• _SUPPLIED PASSAGE_
- Opening Delimiter -

L12 3D Bioprinting

Question 1

1. What are the problems associated with traditional methods of scaffold fabrication?

Answer 1

• ability to mimic the complex microstructures of biological tissues
• takes too long to produce the target tissue
• labour-intensive process
• difficult to fabricate tissues with multiple cell types
• difficult to vascularise large, and complex scaffolds
• difficult to control orientation of the blood vessel growth
• cells cannot achieve distribution with high density and precision - often concentrated in periphery of scaffold

Question 2

2. How can the problems associated with traditional methods of scaffold fabrication be addressed using 3D bioprinting techniques and what are the main advantages of these techniques?

Answer 2

Solutions and advantages:

• shortens time and reduced labour costs
  
  • offers automation
• complete control over assembly of tissue
  
  • precise tissue architecture
• produce precise nano/microscopic features that closely mimic native biological tissue ECM
  
  • better tissue function

Question 3

3. Consider the common components of 3D bioprinting techniques.

Regarding the “blueprint”, what are the key considerations for success?

Answer 3

Blueprint = personalised for the patient:

• MRI/CT scans -> create a CAD model appropriate for patient’s needs -> etc. -> to the printer

Question 4

4. Consider the common components of 3D bioprinting techniques.

Regarding “biomaterials”, what are the key considerations for success?

Answer 4

Viscosity - usually use shear-thinning liquids

• biomaterial needs to have low viscosity so that bioink can be extruded through a nozzle, but viscous enough to form a solid gel to ensure integrity of structure
• too high shear stress and high viscosity can damage cells

Gelation methods / setting times

• concentration of polymer
• polymerisation method (if thermal, use low temps or max 37 degrees, physical or chemical crosslinking eg using UV light to cure the polymer
• quick setting times

Biocompatible

• cells need to be suspended in cell culture media or encapsulated inside the gel

Mechanical Properties

• appropriate for cells, maintain structure of gel

Degradation kinetics and byproducts

• specific to target tissue, ensure degradation products are non-toxic

Question 5

5. Consider the common components of 3D bioprinting techniques.

Regarding “cells”, what are the key considerations for success?

Answer 5

• Widely available, easy to expand in culture
  
  • Need to ensure cell viability in the bioprinted construct
• cell type - stem cells, somatic cells, multiple cell types
• proliferation rates and cell density
  
  • too much proliferation leads to apoptosis
  • too little proliferation leads to loss of viability of construct
• robust - withstand shear stresses, crosslinking methods
  
  • somatic cells (?)

Question 6

4. Consider the common components of 3D bioprinting techniques.

Regarding “post-processing”, what are the key considerations for success?

Answer 6

Allow unwanted material to leach out

In situ printing

Bioreactors

(???)

- Closing Delimiter -

• _PROMPT_
Reproduce the passage of the 3D bioprinting notes between "Degradation kinetics and" and "5. Consider the common components of 3D bioprinting techniques.", inclusive.

Collected data:
- Opening Delimiter -

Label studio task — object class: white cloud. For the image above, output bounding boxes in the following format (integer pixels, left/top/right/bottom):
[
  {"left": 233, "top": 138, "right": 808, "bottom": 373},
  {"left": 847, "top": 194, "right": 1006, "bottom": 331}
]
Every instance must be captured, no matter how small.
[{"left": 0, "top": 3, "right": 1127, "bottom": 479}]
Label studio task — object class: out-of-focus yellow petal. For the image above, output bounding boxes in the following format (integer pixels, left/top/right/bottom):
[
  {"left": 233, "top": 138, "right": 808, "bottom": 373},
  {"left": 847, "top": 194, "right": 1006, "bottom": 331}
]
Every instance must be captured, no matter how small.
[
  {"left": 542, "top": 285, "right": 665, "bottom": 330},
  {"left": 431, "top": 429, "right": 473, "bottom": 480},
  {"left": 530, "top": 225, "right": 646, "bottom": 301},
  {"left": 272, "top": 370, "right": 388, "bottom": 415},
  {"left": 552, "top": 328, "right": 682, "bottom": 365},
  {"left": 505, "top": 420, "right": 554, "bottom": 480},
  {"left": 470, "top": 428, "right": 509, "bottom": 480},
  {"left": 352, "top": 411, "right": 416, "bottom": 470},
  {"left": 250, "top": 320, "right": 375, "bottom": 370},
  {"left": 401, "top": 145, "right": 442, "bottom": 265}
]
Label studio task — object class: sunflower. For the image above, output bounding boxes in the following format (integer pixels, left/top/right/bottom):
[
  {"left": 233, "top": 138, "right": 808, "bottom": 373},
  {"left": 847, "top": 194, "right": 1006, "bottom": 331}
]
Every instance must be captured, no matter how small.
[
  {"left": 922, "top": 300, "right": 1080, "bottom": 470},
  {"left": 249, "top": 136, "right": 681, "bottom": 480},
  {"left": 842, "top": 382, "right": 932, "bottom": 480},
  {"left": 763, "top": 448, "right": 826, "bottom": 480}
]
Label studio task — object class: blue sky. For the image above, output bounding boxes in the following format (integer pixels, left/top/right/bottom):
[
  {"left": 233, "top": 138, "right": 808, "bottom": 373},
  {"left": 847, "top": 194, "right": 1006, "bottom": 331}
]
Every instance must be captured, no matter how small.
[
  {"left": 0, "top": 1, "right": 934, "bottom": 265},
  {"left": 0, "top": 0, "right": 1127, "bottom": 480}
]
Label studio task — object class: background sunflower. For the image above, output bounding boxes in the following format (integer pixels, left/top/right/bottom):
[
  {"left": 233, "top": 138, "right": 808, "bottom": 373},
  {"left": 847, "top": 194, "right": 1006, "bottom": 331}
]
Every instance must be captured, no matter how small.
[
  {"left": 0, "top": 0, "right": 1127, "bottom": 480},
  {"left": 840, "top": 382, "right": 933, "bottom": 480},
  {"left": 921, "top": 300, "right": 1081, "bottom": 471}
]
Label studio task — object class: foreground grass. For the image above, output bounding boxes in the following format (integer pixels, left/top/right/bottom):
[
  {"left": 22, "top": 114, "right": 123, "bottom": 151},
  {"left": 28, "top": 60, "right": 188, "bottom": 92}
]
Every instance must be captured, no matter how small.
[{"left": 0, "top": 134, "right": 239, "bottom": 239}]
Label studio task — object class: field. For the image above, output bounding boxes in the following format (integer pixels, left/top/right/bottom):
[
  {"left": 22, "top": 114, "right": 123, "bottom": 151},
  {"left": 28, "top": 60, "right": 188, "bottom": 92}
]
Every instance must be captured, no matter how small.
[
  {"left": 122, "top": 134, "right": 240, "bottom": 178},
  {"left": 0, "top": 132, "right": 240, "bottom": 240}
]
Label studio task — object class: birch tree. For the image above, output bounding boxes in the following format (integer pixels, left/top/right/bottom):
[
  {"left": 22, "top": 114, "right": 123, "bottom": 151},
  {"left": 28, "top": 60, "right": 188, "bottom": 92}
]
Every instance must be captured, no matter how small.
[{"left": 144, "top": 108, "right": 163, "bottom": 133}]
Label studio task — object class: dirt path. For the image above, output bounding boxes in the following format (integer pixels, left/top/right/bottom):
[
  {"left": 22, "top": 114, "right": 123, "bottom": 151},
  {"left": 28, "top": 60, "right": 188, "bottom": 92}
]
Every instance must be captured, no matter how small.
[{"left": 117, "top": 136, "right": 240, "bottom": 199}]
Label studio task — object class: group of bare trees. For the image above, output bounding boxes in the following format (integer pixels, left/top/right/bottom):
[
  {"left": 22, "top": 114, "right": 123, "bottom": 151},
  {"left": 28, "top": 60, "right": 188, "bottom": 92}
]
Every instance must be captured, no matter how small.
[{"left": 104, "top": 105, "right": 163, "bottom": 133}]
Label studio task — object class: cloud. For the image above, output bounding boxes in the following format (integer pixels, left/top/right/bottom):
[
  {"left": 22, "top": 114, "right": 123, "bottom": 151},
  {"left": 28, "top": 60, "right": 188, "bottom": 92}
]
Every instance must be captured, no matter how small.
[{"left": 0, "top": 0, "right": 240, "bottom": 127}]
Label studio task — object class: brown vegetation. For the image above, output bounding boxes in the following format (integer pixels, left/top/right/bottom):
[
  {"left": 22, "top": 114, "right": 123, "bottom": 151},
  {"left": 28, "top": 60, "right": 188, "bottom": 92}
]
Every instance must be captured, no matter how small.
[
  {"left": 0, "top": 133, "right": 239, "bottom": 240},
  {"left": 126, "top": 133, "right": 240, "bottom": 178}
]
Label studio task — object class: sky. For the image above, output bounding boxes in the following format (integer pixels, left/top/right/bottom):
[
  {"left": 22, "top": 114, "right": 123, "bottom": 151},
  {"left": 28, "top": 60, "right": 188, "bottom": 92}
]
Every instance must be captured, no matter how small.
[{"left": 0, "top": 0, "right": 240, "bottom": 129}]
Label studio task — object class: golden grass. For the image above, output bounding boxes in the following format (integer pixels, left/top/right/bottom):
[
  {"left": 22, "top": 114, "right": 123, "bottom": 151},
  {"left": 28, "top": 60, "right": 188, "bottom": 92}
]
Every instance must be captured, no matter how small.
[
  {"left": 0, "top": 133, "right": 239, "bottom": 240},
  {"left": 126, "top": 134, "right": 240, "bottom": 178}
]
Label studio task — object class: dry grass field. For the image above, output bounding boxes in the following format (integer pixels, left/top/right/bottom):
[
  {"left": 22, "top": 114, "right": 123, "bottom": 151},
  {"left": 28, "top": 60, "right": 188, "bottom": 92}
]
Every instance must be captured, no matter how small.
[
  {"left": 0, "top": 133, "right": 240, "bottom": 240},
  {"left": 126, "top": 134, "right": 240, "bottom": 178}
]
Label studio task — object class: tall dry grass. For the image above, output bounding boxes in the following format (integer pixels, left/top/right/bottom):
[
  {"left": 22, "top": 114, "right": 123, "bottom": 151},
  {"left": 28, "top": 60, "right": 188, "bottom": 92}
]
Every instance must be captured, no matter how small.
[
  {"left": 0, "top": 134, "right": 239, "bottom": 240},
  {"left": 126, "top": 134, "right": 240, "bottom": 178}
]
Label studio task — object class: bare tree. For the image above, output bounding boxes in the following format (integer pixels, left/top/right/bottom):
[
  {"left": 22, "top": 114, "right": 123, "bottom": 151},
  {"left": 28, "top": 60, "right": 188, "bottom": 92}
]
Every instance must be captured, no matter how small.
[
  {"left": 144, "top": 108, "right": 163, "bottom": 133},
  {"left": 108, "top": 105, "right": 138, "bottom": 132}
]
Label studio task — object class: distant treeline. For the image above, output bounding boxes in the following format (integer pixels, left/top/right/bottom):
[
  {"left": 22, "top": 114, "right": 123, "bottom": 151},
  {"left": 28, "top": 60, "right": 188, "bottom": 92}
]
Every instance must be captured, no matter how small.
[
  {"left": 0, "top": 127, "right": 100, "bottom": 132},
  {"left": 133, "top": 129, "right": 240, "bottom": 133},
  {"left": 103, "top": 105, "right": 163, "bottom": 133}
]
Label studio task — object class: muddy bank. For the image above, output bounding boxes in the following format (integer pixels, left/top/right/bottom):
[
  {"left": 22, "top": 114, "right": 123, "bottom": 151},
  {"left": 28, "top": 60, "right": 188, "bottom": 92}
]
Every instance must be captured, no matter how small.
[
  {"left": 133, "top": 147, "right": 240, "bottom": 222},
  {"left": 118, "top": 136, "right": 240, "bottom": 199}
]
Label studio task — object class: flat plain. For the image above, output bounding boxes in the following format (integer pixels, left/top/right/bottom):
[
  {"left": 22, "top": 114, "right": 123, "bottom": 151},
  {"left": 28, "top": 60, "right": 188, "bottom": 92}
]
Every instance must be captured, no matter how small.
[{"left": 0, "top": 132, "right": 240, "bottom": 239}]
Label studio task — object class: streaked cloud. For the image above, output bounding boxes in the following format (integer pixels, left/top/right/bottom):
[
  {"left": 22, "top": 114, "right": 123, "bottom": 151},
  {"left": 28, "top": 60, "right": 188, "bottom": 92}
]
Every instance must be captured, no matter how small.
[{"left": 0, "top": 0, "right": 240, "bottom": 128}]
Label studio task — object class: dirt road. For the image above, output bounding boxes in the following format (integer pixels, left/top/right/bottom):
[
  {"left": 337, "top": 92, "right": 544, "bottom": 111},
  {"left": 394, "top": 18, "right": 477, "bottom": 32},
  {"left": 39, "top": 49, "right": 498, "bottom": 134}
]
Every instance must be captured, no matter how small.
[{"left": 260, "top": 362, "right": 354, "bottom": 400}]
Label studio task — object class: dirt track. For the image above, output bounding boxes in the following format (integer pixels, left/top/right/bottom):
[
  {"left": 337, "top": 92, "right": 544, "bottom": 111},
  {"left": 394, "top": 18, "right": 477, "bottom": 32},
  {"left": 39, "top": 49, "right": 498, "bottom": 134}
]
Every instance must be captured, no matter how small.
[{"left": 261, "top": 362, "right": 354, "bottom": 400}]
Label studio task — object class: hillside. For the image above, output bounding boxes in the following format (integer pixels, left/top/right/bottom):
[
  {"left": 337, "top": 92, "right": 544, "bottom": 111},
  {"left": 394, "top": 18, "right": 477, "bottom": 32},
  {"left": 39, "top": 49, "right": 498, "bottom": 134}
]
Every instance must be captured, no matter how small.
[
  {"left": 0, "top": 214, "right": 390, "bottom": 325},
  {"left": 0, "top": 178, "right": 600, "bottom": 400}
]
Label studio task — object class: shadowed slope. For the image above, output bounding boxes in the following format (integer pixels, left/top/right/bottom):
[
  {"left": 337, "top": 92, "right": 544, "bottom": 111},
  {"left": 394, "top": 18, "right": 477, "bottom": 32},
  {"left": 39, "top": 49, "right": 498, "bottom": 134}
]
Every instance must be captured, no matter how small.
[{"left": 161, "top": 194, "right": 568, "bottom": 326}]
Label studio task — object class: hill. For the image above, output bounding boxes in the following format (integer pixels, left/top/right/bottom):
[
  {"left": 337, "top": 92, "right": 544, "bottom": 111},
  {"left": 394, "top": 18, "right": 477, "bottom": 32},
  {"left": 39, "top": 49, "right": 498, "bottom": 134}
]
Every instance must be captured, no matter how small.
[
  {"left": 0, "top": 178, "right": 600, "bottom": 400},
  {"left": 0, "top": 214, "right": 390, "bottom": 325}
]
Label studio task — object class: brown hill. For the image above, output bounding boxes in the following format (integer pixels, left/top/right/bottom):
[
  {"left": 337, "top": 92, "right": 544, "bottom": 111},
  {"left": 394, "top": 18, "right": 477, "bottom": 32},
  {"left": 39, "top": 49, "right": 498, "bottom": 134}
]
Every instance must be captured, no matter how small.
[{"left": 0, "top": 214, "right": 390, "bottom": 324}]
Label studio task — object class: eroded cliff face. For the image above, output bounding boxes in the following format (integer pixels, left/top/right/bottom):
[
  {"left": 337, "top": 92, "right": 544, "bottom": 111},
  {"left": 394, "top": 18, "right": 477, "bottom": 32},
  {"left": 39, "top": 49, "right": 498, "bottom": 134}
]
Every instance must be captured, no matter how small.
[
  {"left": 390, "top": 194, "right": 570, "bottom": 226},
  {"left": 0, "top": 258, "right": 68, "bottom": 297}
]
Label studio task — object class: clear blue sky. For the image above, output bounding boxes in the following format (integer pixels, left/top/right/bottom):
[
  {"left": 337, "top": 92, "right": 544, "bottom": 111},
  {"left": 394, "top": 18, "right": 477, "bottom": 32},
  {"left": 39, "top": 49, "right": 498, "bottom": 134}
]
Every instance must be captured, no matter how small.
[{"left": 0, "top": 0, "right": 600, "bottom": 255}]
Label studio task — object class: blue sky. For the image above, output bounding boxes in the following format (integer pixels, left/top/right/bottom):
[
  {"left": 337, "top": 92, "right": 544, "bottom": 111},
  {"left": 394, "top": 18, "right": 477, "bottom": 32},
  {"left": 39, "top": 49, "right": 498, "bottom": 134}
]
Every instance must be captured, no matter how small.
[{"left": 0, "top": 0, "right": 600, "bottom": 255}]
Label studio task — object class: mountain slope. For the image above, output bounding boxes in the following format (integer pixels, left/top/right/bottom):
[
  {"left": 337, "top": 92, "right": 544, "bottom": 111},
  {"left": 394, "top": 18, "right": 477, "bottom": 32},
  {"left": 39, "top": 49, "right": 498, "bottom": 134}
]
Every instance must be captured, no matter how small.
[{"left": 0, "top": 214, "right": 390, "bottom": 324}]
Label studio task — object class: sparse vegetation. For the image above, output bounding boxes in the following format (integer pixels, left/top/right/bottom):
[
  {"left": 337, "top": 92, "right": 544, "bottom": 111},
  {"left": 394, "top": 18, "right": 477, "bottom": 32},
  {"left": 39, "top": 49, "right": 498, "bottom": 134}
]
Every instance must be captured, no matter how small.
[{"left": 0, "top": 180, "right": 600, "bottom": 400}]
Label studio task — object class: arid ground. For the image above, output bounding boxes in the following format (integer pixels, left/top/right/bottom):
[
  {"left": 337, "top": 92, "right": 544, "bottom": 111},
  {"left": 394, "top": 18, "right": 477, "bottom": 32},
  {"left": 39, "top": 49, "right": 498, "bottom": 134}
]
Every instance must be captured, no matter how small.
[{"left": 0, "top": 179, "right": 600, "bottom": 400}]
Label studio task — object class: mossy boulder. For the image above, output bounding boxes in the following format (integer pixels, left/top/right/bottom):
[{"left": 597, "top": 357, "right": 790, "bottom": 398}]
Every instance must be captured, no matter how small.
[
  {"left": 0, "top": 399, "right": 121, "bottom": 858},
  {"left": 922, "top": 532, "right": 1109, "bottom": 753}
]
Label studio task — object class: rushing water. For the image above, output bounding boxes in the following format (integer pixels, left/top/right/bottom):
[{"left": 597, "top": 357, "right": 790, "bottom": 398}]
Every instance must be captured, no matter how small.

- Closing Delimiter -

• _RESULT OF THIS TASK_
Degradation kinetics and byproducts

• specific to target tissue, ensure degradation products are non-toxic

Question 5

5. Consider the common components of 3D bioprinting techniques.